**ЗАДАНИЯ:**
[A] Перепишите фрагмент воспоминаний о Глинке от «Евгения Андреевна Глинка» до «Михаил Иванович Глинка.», заменив «Михаил Иванович Глинка» на «М. И. Глинка».
[B] Какого цвета были глаза Глинки, судя по воспоминаниям о нем?
[C] Продолжите воспоминания о Глинке, начав сразу после последнего предложения.

**ТЕКСТ ДЛЯ ЧТЕНИЯ:**
------

О Михаиле Ивановиче Глинке (из воспоминаний современников)




   Евгения Андреевна Глинка – мать композитора, Михаил Иванович Глинка и его сестра Пелагея (1817 год).

   Вы все, ребята, слышали замечательную музыку опер "Иван Сусанин" и "Руслан и Людмила". Эту музыку написал великий русский композитор Михаил Иванович Глинка.
   Здесь вы прочитаете отрывки из воспоминаний людей, которые жили в одно время с Глинкой, дружили с ним, слушали его удивительное пение, игру на фортепиано, знали его и любили.


   Глинка сильно работал. Мне очень хотелось бы описать его, каким он был в то время, так, чтоб никогда не видавшие его могли бы составить себе о нем ясное понятие. Он был очень небольшого роста, худощавый; бледное овальное лицо окаймлялось круглыми черными бакенбардами; черные прямые волоса обрамляли прекрасный лоб без малейших морщинок; только между бровей шла небольшая морщинка – черта мысли. На правой стороне лба торчал несокрушимый вихор; карие глаза из-под нависших век смотрели приветливо и выразительно; выражали они постоянно доброту, иногда они сверкали веселостью и загорались вдохновением. Голову он держал немного назад, грудь выставлял вперед; ходил, приподымаясь слегка на носки; одевался просто, но опрятно; сюртук и фрак застегивал на все пуговицы.

   М. И. Глинка в молодости. Портрет неизвестного художника.

------

Записи с разметкой местоположения

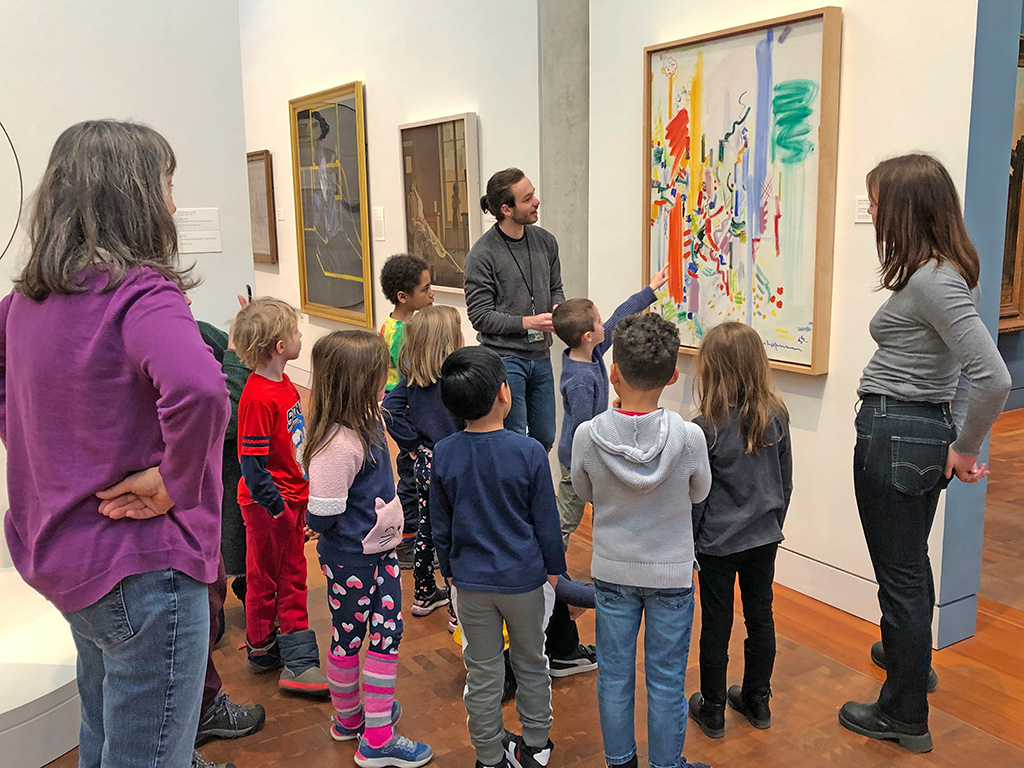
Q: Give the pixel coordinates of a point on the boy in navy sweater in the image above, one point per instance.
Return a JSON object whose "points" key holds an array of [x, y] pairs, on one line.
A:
{"points": [[584, 383], [496, 529]]}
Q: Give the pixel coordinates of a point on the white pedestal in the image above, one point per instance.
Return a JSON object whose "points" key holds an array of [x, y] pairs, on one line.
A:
{"points": [[39, 705]]}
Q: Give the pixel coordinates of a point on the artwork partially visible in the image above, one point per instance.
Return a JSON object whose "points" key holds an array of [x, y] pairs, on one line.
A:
{"points": [[1012, 294], [329, 161], [441, 180], [262, 222], [740, 132]]}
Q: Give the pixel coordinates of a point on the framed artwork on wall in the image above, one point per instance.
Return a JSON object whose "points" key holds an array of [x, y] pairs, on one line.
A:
{"points": [[440, 170], [740, 135], [262, 221], [332, 220], [1012, 293]]}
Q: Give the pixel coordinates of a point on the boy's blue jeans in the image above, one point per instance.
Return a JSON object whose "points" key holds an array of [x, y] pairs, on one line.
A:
{"points": [[141, 656], [532, 387], [668, 616]]}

------

**ОТВЕТЫ:**
[A]
Евгения Андреевна Глинка – мать композитора, М. И. Глинка и его сестра Пелагея (1817 год).

   Вы все, ребята, слышали замечательную музыку опер "Иван Сусанин" и "Руслан и Людмила". Эту музыку написал великий русский композитор М. И. Глинка.

[B] Карие.

[C]
   При встрече с незнакомым или неприятным ему человеком был холоден, щурил глаза и говорил неохотно. С людьми по сердцу любил поговорить и посмеяться, когда был в духе; тут являлась незлобная насмешка, которой сам от души смеялся; какое-нибудь передразнивание, шуточные фразы, которые он очень любил; так, например, ему понравилась где-то слышанная им фраза, которую он нередко повторял при случае: "богомерзкая и человекопротивная физиономия". Это он выговаривал, ударяя на о, окая. Он любил похвастать крепостью своих мускулов и часто, напрягая плечевой, говорил: "Ударь... покрепче... каково? Это просто железо!" Правда, что мускулы его были крепки, но силы у него не было; и когда случалось ему похвастаться в шутку каким-нибудь физическим удальством, то говорил, что он это сделал "не силою, а ухищрением злобы", припоминая своего профессора Колмакова.

      П. А. Степанов



   На одном вечере у Л., спев несколько романсов, Глинка сказал: – Теперь я вам спою "тоску".
   – Какую "тоску"? Чью "тоску"? – спросили мы хором с жадным нетерпением.
   – Из моего "Руслана", романс Гориславы.
   – Кто же эта Горислава? В поэме Пушкина нет этого имени.
   – На афише будет стоять: Горислава, пленница Ратмира. Вот слушайте, вышло, кажется, недурно. И он пел, и мы таяли от наслаждения!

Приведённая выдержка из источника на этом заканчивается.